▶ Your instructions: Give back the material from its beginning through the line containing "left=122, top=631, right=140, bottom=660", with "cabin cruiser" changed to "motorboat" and everything else left as it is. Leave the pictures out.

** START **

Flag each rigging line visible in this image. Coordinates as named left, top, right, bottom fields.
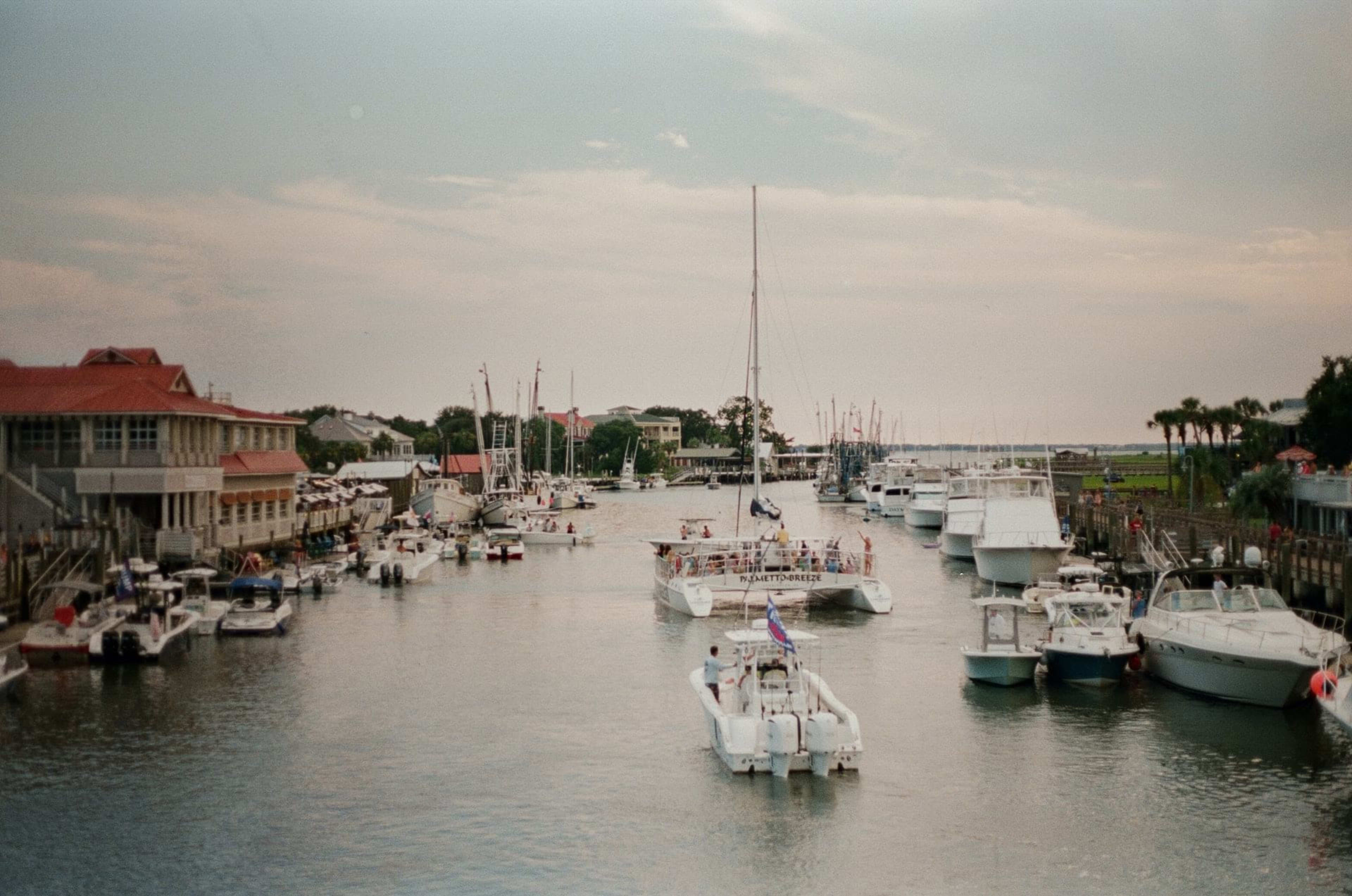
left=760, top=201, right=813, bottom=411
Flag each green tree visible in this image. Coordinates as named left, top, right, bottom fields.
left=1230, top=463, right=1291, bottom=523
left=1301, top=355, right=1352, bottom=466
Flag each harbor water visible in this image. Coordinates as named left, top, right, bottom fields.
left=0, top=482, right=1352, bottom=896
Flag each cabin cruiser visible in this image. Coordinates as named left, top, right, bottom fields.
left=1024, top=563, right=1132, bottom=613
left=519, top=513, right=596, bottom=547
left=220, top=579, right=293, bottom=635
left=938, top=470, right=990, bottom=560
left=645, top=528, right=892, bottom=618
left=172, top=566, right=230, bottom=635
left=963, top=596, right=1043, bottom=687
left=1043, top=591, right=1140, bottom=685
left=19, top=579, right=119, bottom=666
left=408, top=478, right=478, bottom=523
left=689, top=616, right=864, bottom=777
left=89, top=580, right=201, bottom=665
left=972, top=473, right=1071, bottom=585
left=903, top=466, right=946, bottom=528
left=0, top=647, right=29, bottom=698
left=1132, top=566, right=1348, bottom=707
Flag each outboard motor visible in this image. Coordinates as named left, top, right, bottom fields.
left=765, top=715, right=798, bottom=778
left=805, top=712, right=835, bottom=777
left=122, top=631, right=140, bottom=660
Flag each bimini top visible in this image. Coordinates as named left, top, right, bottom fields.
left=230, top=577, right=281, bottom=591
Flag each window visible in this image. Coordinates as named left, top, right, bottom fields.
left=93, top=416, right=122, bottom=452
left=127, top=416, right=159, bottom=452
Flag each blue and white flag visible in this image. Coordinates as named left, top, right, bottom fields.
left=118, top=560, right=137, bottom=600
left=765, top=595, right=798, bottom=653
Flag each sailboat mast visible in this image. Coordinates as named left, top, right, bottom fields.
left=752, top=184, right=760, bottom=501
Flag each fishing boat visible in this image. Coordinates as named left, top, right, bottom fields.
left=963, top=596, right=1043, bottom=687
left=689, top=604, right=864, bottom=777
left=19, top=579, right=119, bottom=666
left=972, top=472, right=1071, bottom=585
left=1130, top=566, right=1348, bottom=707
left=1043, top=592, right=1140, bottom=687
left=219, top=577, right=293, bottom=635
left=172, top=566, right=230, bottom=635
left=89, top=581, right=201, bottom=665
left=0, top=645, right=29, bottom=696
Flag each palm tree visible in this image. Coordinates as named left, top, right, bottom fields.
left=1145, top=411, right=1178, bottom=500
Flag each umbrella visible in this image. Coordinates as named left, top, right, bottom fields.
left=1276, top=444, right=1314, bottom=463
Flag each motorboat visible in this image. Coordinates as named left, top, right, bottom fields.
left=689, top=613, right=864, bottom=777
left=484, top=526, right=526, bottom=560
left=89, top=580, right=201, bottom=665
left=1310, top=666, right=1352, bottom=737
left=938, top=469, right=990, bottom=560
left=19, top=579, right=119, bottom=666
left=903, top=466, right=948, bottom=528
left=1043, top=591, right=1140, bottom=687
left=1024, top=563, right=1132, bottom=613
left=972, top=472, right=1071, bottom=585
left=408, top=477, right=480, bottom=523
left=1130, top=566, right=1348, bottom=707
left=0, top=646, right=29, bottom=698
left=172, top=566, right=230, bottom=635
left=519, top=513, right=596, bottom=547
left=220, top=577, right=293, bottom=635
left=963, top=596, right=1043, bottom=687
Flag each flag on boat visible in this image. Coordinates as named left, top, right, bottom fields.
left=765, top=595, right=798, bottom=653
left=118, top=558, right=137, bottom=600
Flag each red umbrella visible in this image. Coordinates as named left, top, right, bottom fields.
left=1276, top=444, right=1314, bottom=463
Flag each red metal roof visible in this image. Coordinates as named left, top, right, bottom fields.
left=441, top=454, right=484, bottom=476
left=220, top=452, right=309, bottom=476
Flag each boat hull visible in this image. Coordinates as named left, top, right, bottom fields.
left=963, top=650, right=1038, bottom=688
left=1043, top=645, right=1136, bottom=688
left=1143, top=638, right=1321, bottom=708
left=972, top=545, right=1069, bottom=585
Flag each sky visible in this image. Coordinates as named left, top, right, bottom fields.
left=0, top=0, right=1352, bottom=443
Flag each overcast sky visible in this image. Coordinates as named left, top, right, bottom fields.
left=0, top=0, right=1352, bottom=442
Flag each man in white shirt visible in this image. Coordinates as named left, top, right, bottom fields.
left=705, top=645, right=737, bottom=700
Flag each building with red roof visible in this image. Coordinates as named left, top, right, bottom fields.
left=0, top=346, right=306, bottom=557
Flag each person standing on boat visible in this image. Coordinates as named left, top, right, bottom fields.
left=705, top=645, right=737, bottom=701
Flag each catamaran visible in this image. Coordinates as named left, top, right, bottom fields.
left=645, top=187, right=892, bottom=616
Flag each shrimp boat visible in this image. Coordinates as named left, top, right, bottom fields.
left=645, top=187, right=892, bottom=618
left=689, top=605, right=864, bottom=777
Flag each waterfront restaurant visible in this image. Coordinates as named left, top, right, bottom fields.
left=0, top=347, right=304, bottom=557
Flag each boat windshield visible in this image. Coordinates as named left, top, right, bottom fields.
left=1221, top=585, right=1287, bottom=613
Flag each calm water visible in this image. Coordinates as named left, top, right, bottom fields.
left=0, top=484, right=1352, bottom=895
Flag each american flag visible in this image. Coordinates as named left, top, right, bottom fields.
left=118, top=560, right=137, bottom=600
left=765, top=596, right=798, bottom=653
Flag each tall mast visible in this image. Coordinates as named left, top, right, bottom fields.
left=752, top=184, right=760, bottom=500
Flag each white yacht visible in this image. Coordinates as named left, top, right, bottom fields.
left=689, top=613, right=864, bottom=777
left=963, top=596, right=1043, bottom=687
left=1132, top=566, right=1348, bottom=707
left=408, top=478, right=478, bottom=523
left=903, top=466, right=948, bottom=528
left=219, top=579, right=293, bottom=635
left=972, top=472, right=1071, bottom=585
left=938, top=469, right=990, bottom=560
left=1043, top=592, right=1140, bottom=685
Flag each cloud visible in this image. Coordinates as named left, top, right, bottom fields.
left=425, top=174, right=497, bottom=189
left=657, top=131, right=689, bottom=149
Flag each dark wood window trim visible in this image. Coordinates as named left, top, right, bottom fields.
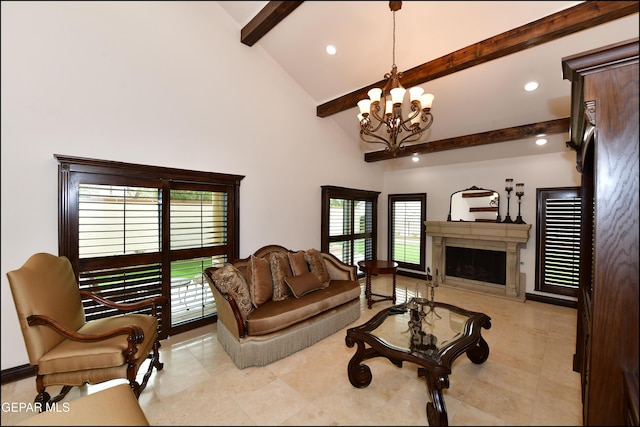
left=387, top=193, right=427, bottom=272
left=535, top=187, right=581, bottom=297
left=54, top=154, right=244, bottom=337
left=320, top=185, right=380, bottom=265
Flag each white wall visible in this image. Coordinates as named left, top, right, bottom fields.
left=379, top=149, right=580, bottom=299
left=0, top=2, right=579, bottom=370
left=1, top=2, right=382, bottom=369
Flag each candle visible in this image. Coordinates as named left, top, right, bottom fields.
left=504, top=178, right=513, bottom=192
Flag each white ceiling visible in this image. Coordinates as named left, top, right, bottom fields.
left=218, top=1, right=638, bottom=169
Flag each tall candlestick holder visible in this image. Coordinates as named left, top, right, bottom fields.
left=515, top=182, right=526, bottom=224
left=502, top=178, right=513, bottom=224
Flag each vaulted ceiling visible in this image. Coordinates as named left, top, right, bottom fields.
left=219, top=1, right=638, bottom=169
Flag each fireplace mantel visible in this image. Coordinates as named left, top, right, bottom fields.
left=425, top=221, right=531, bottom=301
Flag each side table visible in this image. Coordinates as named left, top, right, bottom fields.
left=358, top=260, right=398, bottom=308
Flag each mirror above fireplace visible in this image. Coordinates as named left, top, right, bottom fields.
left=447, top=185, right=500, bottom=222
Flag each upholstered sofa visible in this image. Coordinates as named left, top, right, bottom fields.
left=204, top=245, right=361, bottom=369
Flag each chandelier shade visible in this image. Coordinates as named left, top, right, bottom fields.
left=358, top=1, right=434, bottom=156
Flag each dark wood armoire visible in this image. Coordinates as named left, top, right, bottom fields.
left=562, top=38, right=640, bottom=426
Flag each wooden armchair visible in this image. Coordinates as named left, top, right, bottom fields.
left=7, top=253, right=168, bottom=410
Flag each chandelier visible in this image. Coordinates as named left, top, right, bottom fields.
left=358, top=1, right=434, bottom=156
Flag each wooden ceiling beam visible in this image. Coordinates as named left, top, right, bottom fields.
left=364, top=117, right=570, bottom=162
left=240, top=1, right=304, bottom=46
left=316, top=1, right=639, bottom=117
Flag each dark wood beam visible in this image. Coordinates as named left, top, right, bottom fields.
left=364, top=117, right=570, bottom=162
left=240, top=1, right=304, bottom=46
left=316, top=1, right=639, bottom=117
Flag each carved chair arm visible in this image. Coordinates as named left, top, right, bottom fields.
left=27, top=314, right=144, bottom=344
left=224, top=294, right=247, bottom=338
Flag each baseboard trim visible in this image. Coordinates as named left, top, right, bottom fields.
left=0, top=365, right=36, bottom=385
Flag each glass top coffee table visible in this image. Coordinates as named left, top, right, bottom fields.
left=345, top=298, right=491, bottom=426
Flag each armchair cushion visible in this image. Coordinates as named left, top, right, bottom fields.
left=212, top=263, right=253, bottom=320
left=7, top=253, right=169, bottom=405
left=269, top=252, right=293, bottom=301
left=289, top=251, right=309, bottom=276
left=247, top=255, right=273, bottom=307
left=17, top=384, right=149, bottom=426
left=38, top=314, right=158, bottom=376
left=284, top=271, right=325, bottom=298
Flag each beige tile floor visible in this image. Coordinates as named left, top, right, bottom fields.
left=2, top=276, right=582, bottom=426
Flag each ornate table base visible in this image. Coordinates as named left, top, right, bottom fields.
left=345, top=303, right=491, bottom=426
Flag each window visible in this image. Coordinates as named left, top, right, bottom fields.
left=536, top=187, right=581, bottom=297
left=388, top=193, right=427, bottom=271
left=321, top=186, right=380, bottom=265
left=56, top=155, right=243, bottom=336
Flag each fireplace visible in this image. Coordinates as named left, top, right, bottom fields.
left=425, top=221, right=531, bottom=301
left=444, top=246, right=507, bottom=286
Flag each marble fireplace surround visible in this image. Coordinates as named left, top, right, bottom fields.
left=425, top=221, right=531, bottom=302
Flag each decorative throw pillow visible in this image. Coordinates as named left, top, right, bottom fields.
left=304, top=249, right=331, bottom=288
left=269, top=252, right=293, bottom=301
left=247, top=255, right=273, bottom=307
left=289, top=251, right=309, bottom=276
left=284, top=271, right=323, bottom=298
left=211, top=263, right=253, bottom=320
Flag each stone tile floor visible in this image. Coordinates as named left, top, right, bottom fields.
left=1, top=276, right=582, bottom=426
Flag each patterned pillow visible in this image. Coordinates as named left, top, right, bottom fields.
left=247, top=255, right=273, bottom=307
left=304, top=249, right=331, bottom=288
left=269, top=252, right=293, bottom=301
left=289, top=251, right=309, bottom=276
left=211, top=263, right=253, bottom=320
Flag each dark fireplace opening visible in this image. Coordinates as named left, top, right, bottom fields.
left=445, top=246, right=507, bottom=285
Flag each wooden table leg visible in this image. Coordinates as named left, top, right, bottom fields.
left=391, top=271, right=396, bottom=305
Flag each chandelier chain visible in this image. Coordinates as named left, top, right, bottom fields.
left=391, top=10, right=396, bottom=67
left=358, top=1, right=434, bottom=157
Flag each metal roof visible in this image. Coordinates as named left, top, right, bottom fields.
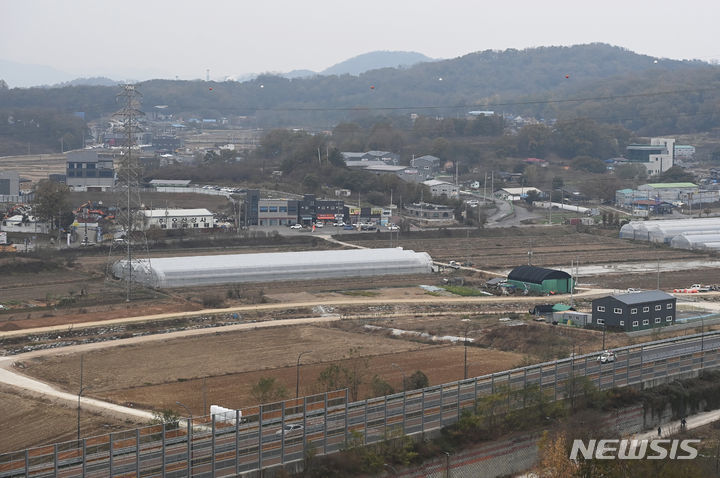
left=611, top=290, right=675, bottom=305
left=113, top=248, right=432, bottom=288
left=508, top=266, right=570, bottom=284
left=143, top=209, right=213, bottom=217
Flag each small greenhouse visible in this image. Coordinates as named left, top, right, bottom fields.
left=112, top=248, right=432, bottom=288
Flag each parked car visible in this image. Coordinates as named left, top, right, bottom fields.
left=275, top=423, right=303, bottom=436
left=597, top=350, right=615, bottom=363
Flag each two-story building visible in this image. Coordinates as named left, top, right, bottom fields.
left=65, top=150, right=115, bottom=191
left=592, top=290, right=677, bottom=332
left=142, top=209, right=215, bottom=229
left=423, top=179, right=460, bottom=199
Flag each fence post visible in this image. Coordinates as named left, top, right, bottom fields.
left=188, top=418, right=194, bottom=476
left=210, top=413, right=215, bottom=477
left=303, top=395, right=307, bottom=456
left=403, top=391, right=407, bottom=435
left=640, top=345, right=645, bottom=389
left=81, top=438, right=87, bottom=476
left=108, top=432, right=113, bottom=476
left=161, top=422, right=166, bottom=478
left=457, top=380, right=460, bottom=421
left=258, top=405, right=263, bottom=470
left=233, top=410, right=242, bottom=477
left=345, top=388, right=350, bottom=443
left=440, top=384, right=445, bottom=428
left=135, top=428, right=140, bottom=476
left=420, top=388, right=425, bottom=436
left=280, top=400, right=285, bottom=463
left=473, top=377, right=477, bottom=410
left=383, top=395, right=387, bottom=439
left=363, top=400, right=367, bottom=445
left=625, top=349, right=630, bottom=387
left=323, top=392, right=327, bottom=455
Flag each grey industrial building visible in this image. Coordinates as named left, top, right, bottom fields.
left=592, top=290, right=677, bottom=332
left=112, top=248, right=432, bottom=290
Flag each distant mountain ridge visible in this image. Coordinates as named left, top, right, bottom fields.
left=0, top=43, right=720, bottom=136
left=320, top=51, right=435, bottom=76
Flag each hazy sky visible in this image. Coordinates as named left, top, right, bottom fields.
left=0, top=0, right=720, bottom=80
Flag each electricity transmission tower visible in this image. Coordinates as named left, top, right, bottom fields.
left=107, top=85, right=154, bottom=302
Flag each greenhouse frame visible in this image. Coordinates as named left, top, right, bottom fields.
left=112, top=248, right=433, bottom=289
left=620, top=217, right=720, bottom=249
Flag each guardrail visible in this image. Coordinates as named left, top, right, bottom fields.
left=0, top=332, right=720, bottom=478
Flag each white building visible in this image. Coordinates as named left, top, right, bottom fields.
left=423, top=179, right=460, bottom=198
left=0, top=214, right=50, bottom=234
left=494, top=187, right=543, bottom=201
left=626, top=138, right=675, bottom=176
left=142, top=209, right=215, bottom=229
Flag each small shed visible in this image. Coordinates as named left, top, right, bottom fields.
left=508, top=266, right=574, bottom=294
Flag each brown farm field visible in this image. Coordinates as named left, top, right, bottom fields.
left=0, top=227, right=718, bottom=452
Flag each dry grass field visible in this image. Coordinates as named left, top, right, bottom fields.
left=0, top=227, right=717, bottom=452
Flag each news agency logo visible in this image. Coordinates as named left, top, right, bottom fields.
left=570, top=438, right=700, bottom=461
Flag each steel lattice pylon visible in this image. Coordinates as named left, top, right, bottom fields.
left=106, top=85, right=154, bottom=296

** END **

▶ The solution:
Flag each rigging line visible in this image. Coordinates as named left, top, right, bottom fields.
left=760, top=201, right=813, bottom=411
Flag each green tree visible in this image. Coordinates as named left, top, right, bottom fields.
left=1230, top=463, right=1291, bottom=523
left=1301, top=355, right=1352, bottom=466
Flag each harbor water visible in this image. Coordinates as named left, top, right, bottom fields.
left=0, top=482, right=1352, bottom=896
Flag each motorboat visible in this image. Coordinates as named left, top, right, bottom fields.
left=1024, top=563, right=1132, bottom=613
left=519, top=513, right=596, bottom=547
left=220, top=579, right=293, bottom=635
left=938, top=470, right=990, bottom=560
left=645, top=528, right=892, bottom=618
left=172, top=566, right=230, bottom=635
left=963, top=596, right=1043, bottom=687
left=1043, top=591, right=1140, bottom=685
left=19, top=579, right=119, bottom=666
left=408, top=478, right=478, bottom=523
left=689, top=616, right=864, bottom=777
left=89, top=580, right=201, bottom=665
left=972, top=473, right=1071, bottom=585
left=903, top=466, right=946, bottom=528
left=0, top=647, right=29, bottom=698
left=1132, top=566, right=1348, bottom=707
Flag each outboard motor visible in this image. Coordinates as named left, top, right, bottom fields.
left=765, top=715, right=798, bottom=778
left=805, top=712, right=835, bottom=777
left=122, top=631, right=140, bottom=660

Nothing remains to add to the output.